Scan the data for "chimney" and copy the lines it appears in.

>>>>>

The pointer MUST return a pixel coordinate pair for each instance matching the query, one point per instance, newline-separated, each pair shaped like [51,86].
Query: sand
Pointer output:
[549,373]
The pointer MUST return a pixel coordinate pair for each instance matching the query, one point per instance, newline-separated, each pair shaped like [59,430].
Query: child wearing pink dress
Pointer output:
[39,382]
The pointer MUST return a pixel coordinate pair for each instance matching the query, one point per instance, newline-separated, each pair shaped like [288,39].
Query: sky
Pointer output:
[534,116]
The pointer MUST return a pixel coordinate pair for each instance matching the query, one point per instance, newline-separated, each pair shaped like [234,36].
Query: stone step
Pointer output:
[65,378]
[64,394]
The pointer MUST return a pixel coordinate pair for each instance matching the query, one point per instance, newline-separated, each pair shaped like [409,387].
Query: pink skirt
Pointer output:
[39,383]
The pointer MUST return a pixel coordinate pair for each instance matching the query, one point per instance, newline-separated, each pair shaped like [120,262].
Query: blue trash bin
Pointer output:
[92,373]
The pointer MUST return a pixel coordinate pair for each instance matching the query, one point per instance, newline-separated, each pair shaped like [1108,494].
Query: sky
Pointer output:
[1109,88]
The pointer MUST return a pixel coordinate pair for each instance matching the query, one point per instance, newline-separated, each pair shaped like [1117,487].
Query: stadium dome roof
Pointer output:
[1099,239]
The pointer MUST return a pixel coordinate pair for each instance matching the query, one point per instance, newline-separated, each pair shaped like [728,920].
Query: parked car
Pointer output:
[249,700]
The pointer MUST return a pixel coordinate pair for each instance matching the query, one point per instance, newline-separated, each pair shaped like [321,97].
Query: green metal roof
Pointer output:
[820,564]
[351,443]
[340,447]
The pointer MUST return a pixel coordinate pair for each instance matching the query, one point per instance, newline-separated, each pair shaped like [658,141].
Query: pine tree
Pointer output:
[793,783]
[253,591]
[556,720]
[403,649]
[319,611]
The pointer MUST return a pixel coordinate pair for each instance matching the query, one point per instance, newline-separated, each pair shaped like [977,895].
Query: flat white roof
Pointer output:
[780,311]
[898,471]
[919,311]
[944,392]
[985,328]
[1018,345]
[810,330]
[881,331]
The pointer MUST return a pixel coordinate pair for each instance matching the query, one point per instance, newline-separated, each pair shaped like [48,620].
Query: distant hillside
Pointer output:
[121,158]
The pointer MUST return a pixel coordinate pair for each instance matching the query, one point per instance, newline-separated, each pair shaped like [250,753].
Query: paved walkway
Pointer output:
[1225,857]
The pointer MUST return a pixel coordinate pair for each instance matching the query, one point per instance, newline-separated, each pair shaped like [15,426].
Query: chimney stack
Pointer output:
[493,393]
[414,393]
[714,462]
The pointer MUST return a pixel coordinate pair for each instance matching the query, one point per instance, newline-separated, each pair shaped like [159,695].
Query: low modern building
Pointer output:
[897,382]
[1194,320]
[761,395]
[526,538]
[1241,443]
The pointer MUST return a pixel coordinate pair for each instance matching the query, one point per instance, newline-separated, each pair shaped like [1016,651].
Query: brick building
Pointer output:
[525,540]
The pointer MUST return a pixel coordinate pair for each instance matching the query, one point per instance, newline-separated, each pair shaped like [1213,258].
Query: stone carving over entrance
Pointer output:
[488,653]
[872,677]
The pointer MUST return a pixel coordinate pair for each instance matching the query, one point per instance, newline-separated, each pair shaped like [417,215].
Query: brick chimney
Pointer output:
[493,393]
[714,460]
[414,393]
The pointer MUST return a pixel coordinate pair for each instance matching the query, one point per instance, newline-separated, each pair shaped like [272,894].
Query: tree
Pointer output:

<<<<<

### ANSWER TO THE PROBLEM
Query: chimney stack
Query: brick chimney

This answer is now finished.